→ **Given text**
For the next 15 seasons, the Dodgers finished first in the NL West six times and in second place four times. They never went more than three seasons without a postseason appearance. There were disappointments, but rather quickly there was a feeling that the disappointments wouldn't last very long.
At the same time, my childhood was happy as well. I did not want for much. Not that it was completely carefree, but I knew that I had it pretty good.
I graduated from college less than a year after Kirk Gibson's home run. And in a sense, the Dodgers and I entered the real world together.
It wasn't apparent right away. By the end of 1989, I had a full-time job as a sportswriter at the Los Angeles Daily News - in fact, I would prat around in my own head, adapting the lingo of the profession to brag to myself that I was "the youngest full-time sportswriter in Los Angeles."
Meanwhile, the Dodgers had their little two-season hiccup. Fourth place in 1989, second place in 1990. But in 1991, the timetable stated, the Dodgers would be back.
Instead, the Giants eliminated them on the last day of the season, and this team out of nowhere, with no pedigree for winning, the Atlanta Braves, came out of nowhere to win the division.
Around the same time, the Daily News hired a reporter named Marc Stein. Marc's a good guy - you might know him now as a senior NBA writer for ESPN.com. But back then, like the Braves, Marc, well, infringed upon my timetable. He was now the youngest full-time sportswriter in Los Angeles, and much to my surprise, that actually seemed to mean something to our boss. He started to get plum assignments, and I started getting passed over.

→ **Aim of the exercise**
In the passage about the Dodgers and the writer's early sportswriting career, explain how Marc Stein "infringed upon" the writer's timetable, in one to three sentences.

→ **Available data**
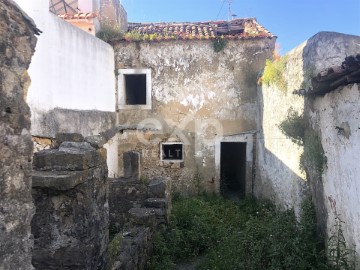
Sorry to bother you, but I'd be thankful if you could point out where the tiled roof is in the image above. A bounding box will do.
[125,18,274,40]
[293,54,360,95]
[58,13,97,20]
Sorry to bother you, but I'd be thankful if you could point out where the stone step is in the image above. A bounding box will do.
[33,142,106,171]
[144,198,168,209]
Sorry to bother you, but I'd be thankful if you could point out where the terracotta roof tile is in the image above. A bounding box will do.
[293,54,360,95]
[125,18,274,40]
[58,13,97,20]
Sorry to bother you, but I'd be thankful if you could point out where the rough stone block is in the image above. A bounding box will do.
[145,198,168,209]
[109,179,147,230]
[85,135,106,149]
[55,133,84,145]
[31,166,109,270]
[129,208,156,227]
[32,171,87,190]
[123,151,141,181]
[148,179,166,198]
[33,142,106,171]
[111,226,153,270]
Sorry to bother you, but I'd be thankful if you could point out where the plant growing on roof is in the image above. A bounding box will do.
[262,56,287,93]
[278,107,305,145]
[96,20,123,42]
[213,36,227,52]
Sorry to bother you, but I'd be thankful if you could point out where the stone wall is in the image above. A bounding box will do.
[255,32,360,262]
[107,151,171,270]
[16,0,117,178]
[31,134,109,269]
[254,44,307,215]
[114,38,275,193]
[308,83,360,259]
[0,0,37,270]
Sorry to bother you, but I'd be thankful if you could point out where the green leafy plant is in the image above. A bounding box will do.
[278,108,305,145]
[106,233,123,270]
[300,129,327,174]
[96,21,123,42]
[262,56,287,93]
[213,37,227,52]
[327,215,356,270]
[124,30,144,41]
[150,195,328,270]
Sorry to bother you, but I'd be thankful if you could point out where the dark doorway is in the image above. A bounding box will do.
[124,74,146,105]
[220,142,246,199]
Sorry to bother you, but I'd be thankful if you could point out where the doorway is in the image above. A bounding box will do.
[220,142,246,199]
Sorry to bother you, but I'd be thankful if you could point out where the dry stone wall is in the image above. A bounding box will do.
[255,32,360,264]
[0,0,37,270]
[31,134,109,270]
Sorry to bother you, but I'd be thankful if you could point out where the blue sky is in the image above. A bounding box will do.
[120,0,360,54]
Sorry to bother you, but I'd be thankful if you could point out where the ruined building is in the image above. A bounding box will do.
[0,0,360,269]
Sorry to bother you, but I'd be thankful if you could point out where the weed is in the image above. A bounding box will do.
[262,56,287,93]
[278,108,305,145]
[327,215,356,270]
[213,37,227,52]
[300,129,327,175]
[96,21,123,42]
[106,233,123,270]
[150,195,327,270]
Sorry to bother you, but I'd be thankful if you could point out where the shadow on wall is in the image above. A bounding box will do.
[302,32,360,260]
[253,85,309,217]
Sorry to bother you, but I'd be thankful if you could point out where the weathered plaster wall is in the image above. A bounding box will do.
[255,32,360,262]
[16,0,117,177]
[309,83,360,260]
[114,39,275,192]
[0,0,36,270]
[13,0,115,137]
[31,139,109,270]
[254,44,306,214]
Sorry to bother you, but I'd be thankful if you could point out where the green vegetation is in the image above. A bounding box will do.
[150,195,331,270]
[106,233,123,269]
[328,215,356,270]
[278,108,305,145]
[96,23,123,42]
[262,56,287,93]
[278,109,327,175]
[213,37,227,52]
[300,129,327,174]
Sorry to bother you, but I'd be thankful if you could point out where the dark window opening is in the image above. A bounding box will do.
[124,74,146,105]
[220,142,246,199]
[161,143,183,161]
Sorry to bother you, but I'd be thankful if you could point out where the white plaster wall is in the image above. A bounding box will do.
[254,43,306,215]
[16,0,118,176]
[17,0,115,113]
[309,84,360,260]
[255,32,360,217]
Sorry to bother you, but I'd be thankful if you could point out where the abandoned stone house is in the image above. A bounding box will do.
[0,0,360,269]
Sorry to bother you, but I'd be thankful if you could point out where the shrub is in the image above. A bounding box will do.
[213,37,227,52]
[300,130,327,174]
[278,108,305,145]
[96,23,123,42]
[151,195,328,270]
[262,56,287,93]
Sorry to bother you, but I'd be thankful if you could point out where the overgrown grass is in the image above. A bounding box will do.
[279,108,305,145]
[300,129,327,175]
[262,56,287,93]
[150,196,329,270]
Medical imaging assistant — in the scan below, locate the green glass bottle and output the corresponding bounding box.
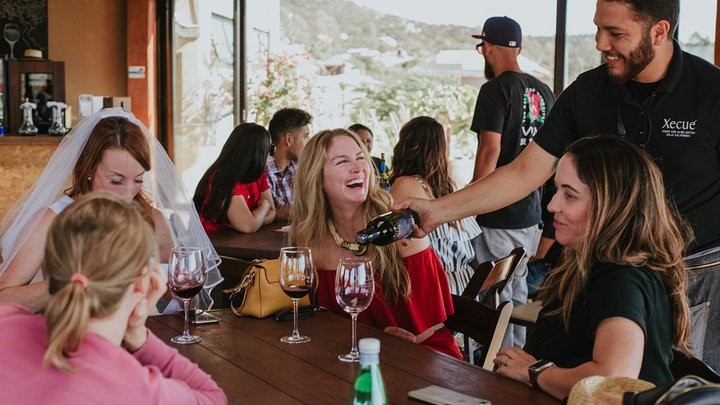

→ **Your response**
After the Daily News hired him, Marc Stein took over the writer's claim to being the youngest full-time sportswriter in Los Angeles. That status turned out to matter to their boss, so Stein started getting plum assignments while the writer got passed over.